● HOW TO COMPLETE THIS TASK
Retype each line of the listing below, from the first through the one holding "floor, I would be grateful.", with no other lines.

[Start of section]

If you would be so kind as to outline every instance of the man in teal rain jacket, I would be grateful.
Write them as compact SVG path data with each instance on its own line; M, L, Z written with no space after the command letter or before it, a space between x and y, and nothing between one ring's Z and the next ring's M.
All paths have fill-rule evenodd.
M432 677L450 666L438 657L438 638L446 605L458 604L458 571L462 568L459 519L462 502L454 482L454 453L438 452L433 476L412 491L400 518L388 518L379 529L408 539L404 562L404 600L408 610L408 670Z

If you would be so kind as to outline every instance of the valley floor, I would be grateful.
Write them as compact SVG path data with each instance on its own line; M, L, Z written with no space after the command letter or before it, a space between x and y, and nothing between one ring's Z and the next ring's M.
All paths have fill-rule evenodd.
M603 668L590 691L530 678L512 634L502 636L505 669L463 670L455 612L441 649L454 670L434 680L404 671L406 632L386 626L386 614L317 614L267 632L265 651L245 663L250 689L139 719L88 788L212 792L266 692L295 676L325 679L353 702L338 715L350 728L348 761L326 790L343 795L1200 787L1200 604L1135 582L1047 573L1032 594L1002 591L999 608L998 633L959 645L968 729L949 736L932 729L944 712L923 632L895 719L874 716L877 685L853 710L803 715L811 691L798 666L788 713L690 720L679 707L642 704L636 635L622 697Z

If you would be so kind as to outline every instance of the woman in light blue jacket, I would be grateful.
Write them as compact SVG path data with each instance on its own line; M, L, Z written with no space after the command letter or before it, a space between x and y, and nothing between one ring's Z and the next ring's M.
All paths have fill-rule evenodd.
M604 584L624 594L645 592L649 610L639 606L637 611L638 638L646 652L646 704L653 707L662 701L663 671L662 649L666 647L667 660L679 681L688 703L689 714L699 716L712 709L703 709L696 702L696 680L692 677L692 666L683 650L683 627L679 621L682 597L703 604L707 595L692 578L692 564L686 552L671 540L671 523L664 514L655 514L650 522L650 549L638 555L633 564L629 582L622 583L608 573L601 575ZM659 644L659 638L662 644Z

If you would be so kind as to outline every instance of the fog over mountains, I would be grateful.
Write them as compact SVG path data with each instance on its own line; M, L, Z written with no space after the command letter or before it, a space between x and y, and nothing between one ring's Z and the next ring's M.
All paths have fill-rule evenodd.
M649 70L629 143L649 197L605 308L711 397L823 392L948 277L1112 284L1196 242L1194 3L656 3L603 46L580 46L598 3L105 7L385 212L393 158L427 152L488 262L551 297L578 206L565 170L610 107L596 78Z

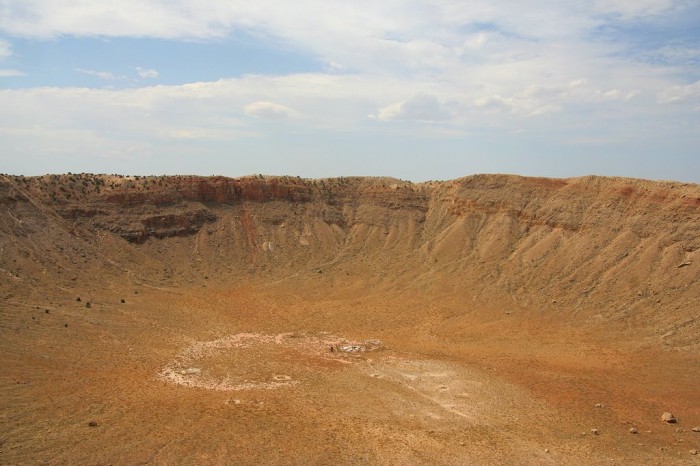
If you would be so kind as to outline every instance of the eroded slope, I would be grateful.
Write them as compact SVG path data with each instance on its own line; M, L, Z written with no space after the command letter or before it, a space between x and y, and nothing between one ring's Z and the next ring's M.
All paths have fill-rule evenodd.
M0 208L3 462L696 458L696 185L54 175Z

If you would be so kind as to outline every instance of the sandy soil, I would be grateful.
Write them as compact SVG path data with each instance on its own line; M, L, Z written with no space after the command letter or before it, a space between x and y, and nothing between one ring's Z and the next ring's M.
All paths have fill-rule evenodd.
M249 287L7 304L4 463L697 464L694 353L510 315L448 339L392 325L395 300Z
M0 211L1 464L700 464L696 185L0 176Z

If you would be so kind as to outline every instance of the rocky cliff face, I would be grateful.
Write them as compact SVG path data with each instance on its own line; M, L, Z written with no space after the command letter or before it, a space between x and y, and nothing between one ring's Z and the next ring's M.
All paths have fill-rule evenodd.
M130 242L188 236L217 220L215 210L245 204L283 203L327 207L325 220L346 225L340 212L372 205L427 210L425 190L391 179L302 180L292 177L115 177L63 175L14 180L23 196L36 198L64 219ZM19 191L18 191L19 192ZM8 197L8 202L11 197Z
M68 251L83 251L95 267L133 271L138 258L138 273L165 269L173 280L259 278L303 289L313 279L329 290L351 282L357 292L478 295L646 319L682 338L700 330L697 185L6 176L0 209L0 267L16 276L22 267L11 261L22 254L51 274L77 265Z

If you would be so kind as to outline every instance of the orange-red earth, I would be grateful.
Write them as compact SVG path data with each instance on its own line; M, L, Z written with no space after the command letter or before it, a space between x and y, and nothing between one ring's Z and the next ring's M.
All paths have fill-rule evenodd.
M698 185L3 175L0 210L2 464L700 462Z

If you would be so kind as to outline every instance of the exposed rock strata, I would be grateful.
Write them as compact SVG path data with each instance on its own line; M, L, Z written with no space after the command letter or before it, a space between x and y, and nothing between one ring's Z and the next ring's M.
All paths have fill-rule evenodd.
M516 309L641 319L664 344L700 334L700 187L692 184L4 176L0 208L0 267L16 277L23 272L13 259L78 274L81 251L96 267L144 277L156 268L173 280L266 277L301 286L316 274L338 290L353 276L363 289L442 290Z

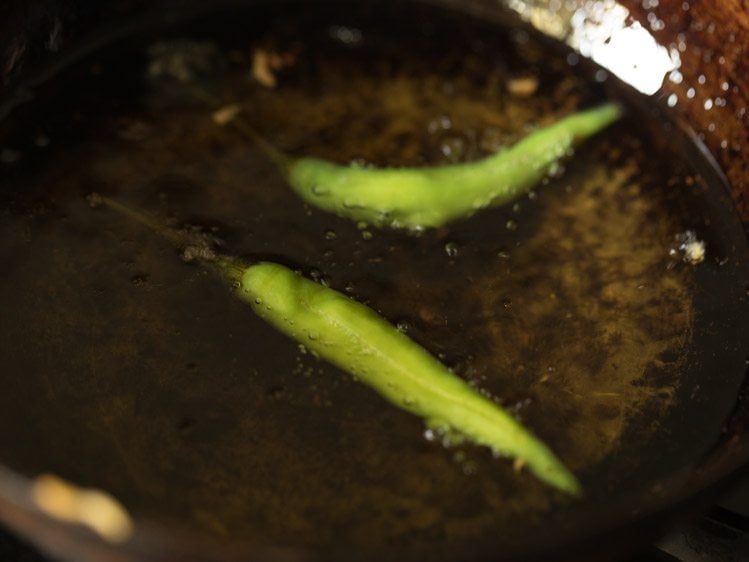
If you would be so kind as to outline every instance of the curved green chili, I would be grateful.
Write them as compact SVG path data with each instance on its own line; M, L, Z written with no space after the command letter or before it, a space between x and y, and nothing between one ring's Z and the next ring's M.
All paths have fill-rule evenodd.
M190 235L145 213L106 197L97 201L173 243L192 242ZM559 490L580 492L577 479L546 445L372 309L279 264L247 266L221 256L203 261L231 281L235 294L258 316L393 405L424 418L430 426L449 428L498 453L522 459L533 474Z
M576 113L476 162L376 169L301 158L288 178L302 199L339 216L392 228L437 227L525 193L577 142L620 115L613 104Z
M245 269L239 297L284 334L428 425L522 459L539 479L571 494L575 477L554 453L371 308L275 263Z
M279 165L291 188L310 205L376 226L419 230L515 199L542 180L576 144L621 115L618 105L601 105L569 115L482 160L424 168L295 160L242 121L235 125Z

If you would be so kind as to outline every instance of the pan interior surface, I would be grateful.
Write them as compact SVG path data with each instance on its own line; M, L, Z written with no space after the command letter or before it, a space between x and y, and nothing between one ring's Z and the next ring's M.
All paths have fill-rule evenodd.
M292 155L379 166L474 160L631 98L525 30L407 3L236 9L71 66L0 138L3 464L262 544L512 544L657 494L718 441L749 250L656 109L629 103L515 204L413 235L306 206L206 92ZM434 439L92 192L368 304L532 428L584 499Z

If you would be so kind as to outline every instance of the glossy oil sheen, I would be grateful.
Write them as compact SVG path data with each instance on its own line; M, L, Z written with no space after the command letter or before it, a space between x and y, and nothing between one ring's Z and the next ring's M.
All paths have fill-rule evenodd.
M276 88L250 77L258 47L294 53ZM154 56L196 49L197 77L155 76ZM528 76L538 90L513 94ZM74 66L0 142L1 462L218 536L418 546L511 543L657 493L717 441L746 368L746 240L649 106L517 205L412 236L305 206L198 89L293 155L387 166L476 159L620 95L523 31L417 7L218 14ZM585 499L428 440L154 233L91 209L94 191L374 308L531 427ZM669 255L690 229L696 266Z

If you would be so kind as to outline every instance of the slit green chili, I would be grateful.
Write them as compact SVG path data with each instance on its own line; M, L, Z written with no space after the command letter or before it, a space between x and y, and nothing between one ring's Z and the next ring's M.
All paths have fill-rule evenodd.
M236 121L235 126L274 160L294 192L310 205L375 226L421 230L469 217L526 193L574 146L621 115L620 106L604 104L564 117L481 160L422 168L293 159L243 121Z
M98 201L154 229L172 243L187 234L106 197ZM542 441L498 404L450 372L371 308L270 262L203 260L234 286L258 316L321 358L347 371L391 404L497 453L521 459L540 480L569 494L580 484Z

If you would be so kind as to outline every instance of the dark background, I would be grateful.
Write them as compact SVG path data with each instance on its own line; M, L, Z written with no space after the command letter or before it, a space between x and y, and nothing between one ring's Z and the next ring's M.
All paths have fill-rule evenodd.
M176 2L171 2L176 4ZM114 21L153 4L144 0L2 0L0 80L17 79L25 69L54 55L103 21Z

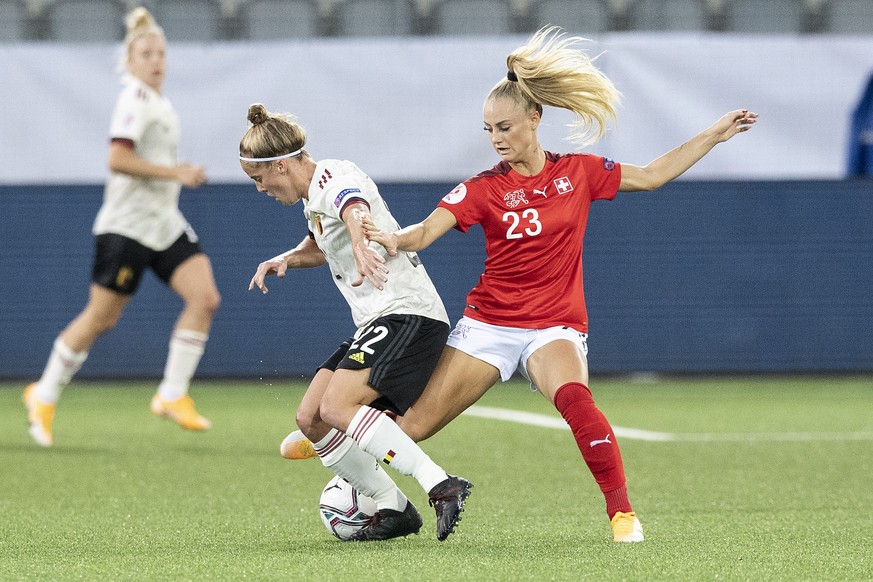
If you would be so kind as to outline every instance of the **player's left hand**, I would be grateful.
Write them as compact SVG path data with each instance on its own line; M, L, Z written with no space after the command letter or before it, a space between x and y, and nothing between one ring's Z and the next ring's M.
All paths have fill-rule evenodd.
M367 246L364 241L354 245L352 250L355 254L355 265L358 267L358 278L352 281L352 287L361 286L366 279L376 289L382 291L385 288L384 283L388 282L388 267L385 265L385 257Z
M206 168L183 162L176 166L176 179L188 188L199 188L206 183Z
M748 109L737 109L722 115L710 130L716 134L716 140L720 143L729 140L738 133L749 131L757 119L757 113L752 113Z

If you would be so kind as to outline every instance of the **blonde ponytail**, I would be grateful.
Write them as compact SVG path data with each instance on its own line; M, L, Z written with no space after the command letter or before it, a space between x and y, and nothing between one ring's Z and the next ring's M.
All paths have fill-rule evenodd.
M616 118L621 94L574 46L585 40L554 26L540 29L506 58L509 74L488 98L509 98L540 113L543 105L567 109L576 116L568 139L580 146L598 141Z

[End of section]

● EXERCISE SOLUTION
If you would be so kind as to outline every instance of the man in teal rain jacket, I would be grateful.
Write them as compact SVG path data with each instance on its own line; M, L, Z written with no space after the command letter or before it, a space between x and y, and nothing between one ring's Z and the next ring's M.
All paths have fill-rule evenodd.
M432 677L450 666L438 657L438 638L446 605L458 604L458 571L462 568L459 519L462 502L454 482L454 453L438 452L433 476L412 491L400 518L388 518L379 529L408 539L404 562L404 600L408 610L408 670Z

If you would be so kind as to outline every instance of the valley floor, I would be grateful.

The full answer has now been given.